::: EXCERPTED TEXT :::

Speaker or Narrator, and Point of View
First-person plural speaker. The speaker narrates the experience and invites a companion to share in it.
Form and Meter
Iambic pentameter (five pairs of one unstressed and one stressed syllable). Many lines rhyme, but there is no fixed rhyme scheme.
Metaphors and Similes
In line 13, Clare uses metaphor to compare the wiggling lines on the eggs to pen scribbles.
In line 18-19, Clare uses simile to compare the bank to Castalay, a spring from Greek mythology, and an old molehill to Parnassus, the mountain that was the mythical home of the Greek muses.
In line 27, Clare compares the snake's raid of the nest to a house ravaged by plague.
Alliteration and Assonance
Line 8, alliteration of /b/, "beneath the bunch of grass"
Line 11, alliteration of /l/, "last year's harvest left upon the land"

::: LISTED RECORDS :::

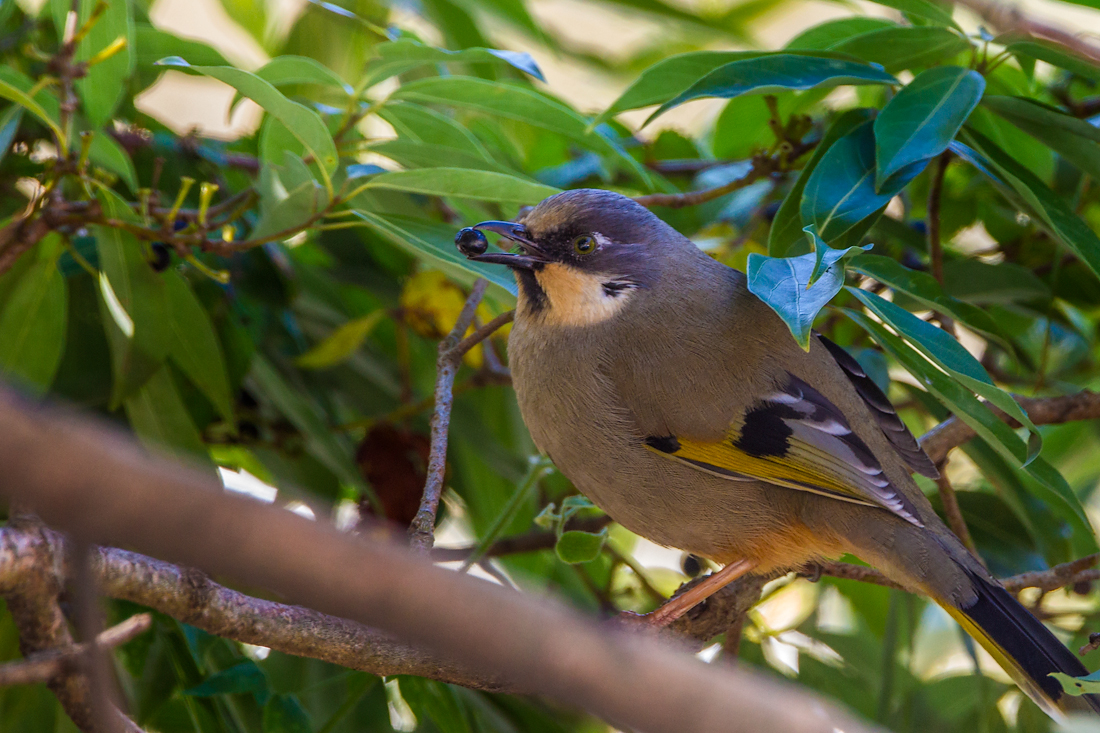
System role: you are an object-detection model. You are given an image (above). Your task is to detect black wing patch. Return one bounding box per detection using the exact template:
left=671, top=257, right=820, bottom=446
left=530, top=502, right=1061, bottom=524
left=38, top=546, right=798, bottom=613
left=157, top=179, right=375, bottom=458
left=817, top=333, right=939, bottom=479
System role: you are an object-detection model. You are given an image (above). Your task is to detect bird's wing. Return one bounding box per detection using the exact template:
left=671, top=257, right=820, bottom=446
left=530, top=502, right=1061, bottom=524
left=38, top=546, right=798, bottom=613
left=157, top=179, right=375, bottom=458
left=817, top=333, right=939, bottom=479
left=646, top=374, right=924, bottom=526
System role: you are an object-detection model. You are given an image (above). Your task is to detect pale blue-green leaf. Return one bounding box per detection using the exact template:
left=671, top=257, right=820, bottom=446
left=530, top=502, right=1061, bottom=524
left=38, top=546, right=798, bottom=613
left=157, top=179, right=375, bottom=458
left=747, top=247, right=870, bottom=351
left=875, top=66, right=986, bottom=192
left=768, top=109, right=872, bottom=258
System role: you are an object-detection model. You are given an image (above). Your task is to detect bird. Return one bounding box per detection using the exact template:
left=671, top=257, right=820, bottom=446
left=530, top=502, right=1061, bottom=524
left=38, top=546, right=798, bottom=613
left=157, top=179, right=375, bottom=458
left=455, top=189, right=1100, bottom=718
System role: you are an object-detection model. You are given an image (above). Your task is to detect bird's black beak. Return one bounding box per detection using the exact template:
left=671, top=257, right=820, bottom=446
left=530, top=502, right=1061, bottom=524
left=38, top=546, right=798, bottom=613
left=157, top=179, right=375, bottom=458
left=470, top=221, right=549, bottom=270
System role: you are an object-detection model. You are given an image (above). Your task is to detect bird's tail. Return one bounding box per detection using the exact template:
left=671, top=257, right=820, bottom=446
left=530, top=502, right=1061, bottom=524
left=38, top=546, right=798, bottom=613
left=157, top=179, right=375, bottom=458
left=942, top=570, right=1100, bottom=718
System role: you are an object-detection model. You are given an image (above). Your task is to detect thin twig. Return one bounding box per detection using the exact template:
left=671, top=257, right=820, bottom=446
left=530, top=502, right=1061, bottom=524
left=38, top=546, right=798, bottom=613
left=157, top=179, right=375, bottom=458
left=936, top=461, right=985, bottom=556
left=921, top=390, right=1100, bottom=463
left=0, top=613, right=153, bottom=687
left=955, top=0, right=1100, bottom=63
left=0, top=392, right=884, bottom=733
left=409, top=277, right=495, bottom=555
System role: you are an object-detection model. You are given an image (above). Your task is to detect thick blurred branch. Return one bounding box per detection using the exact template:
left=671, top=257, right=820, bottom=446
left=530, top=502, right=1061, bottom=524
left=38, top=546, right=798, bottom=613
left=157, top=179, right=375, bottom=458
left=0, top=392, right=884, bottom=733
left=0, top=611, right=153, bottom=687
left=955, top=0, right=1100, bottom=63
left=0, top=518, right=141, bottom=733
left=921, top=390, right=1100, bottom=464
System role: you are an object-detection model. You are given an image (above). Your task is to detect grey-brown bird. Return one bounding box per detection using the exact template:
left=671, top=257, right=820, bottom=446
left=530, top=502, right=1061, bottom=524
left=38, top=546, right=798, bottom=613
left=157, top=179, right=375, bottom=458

:::

__OBJECTIVE__
Reproduce the notes on Clare's poem from above in full, word for word.

__THE COMPLETED TASK__
Speaker or Narrator, and Point of View
First-person plural speaker. The speaker narrates the experience and invites a companion to share in it.
Form and Meter
Iambic pentameter (five pairs of one unstressed and one stressed syllable). Many lines rhyme, but there is no fixed rhyme scheme.
Metaphors and Similes
In line 13, Clare uses metaphor to compare the wiggling lines on the eggs to pen scribbles.
In line 18-19, Clare uses simile to compare the bank to Castalay, a spring from Greek mythology, and an old molehill to Parnassus, the mountain that was the mythical home of the Greek muses.
In line 27, Clare compares the snake's raid of the nest to a house ravaged by plague.
Alliteration and Assonance
Line 8, alliteration of /b/, "beneath the bunch of grass"
Line 11, alliteration of /l/, "last year's harvest left upon the land"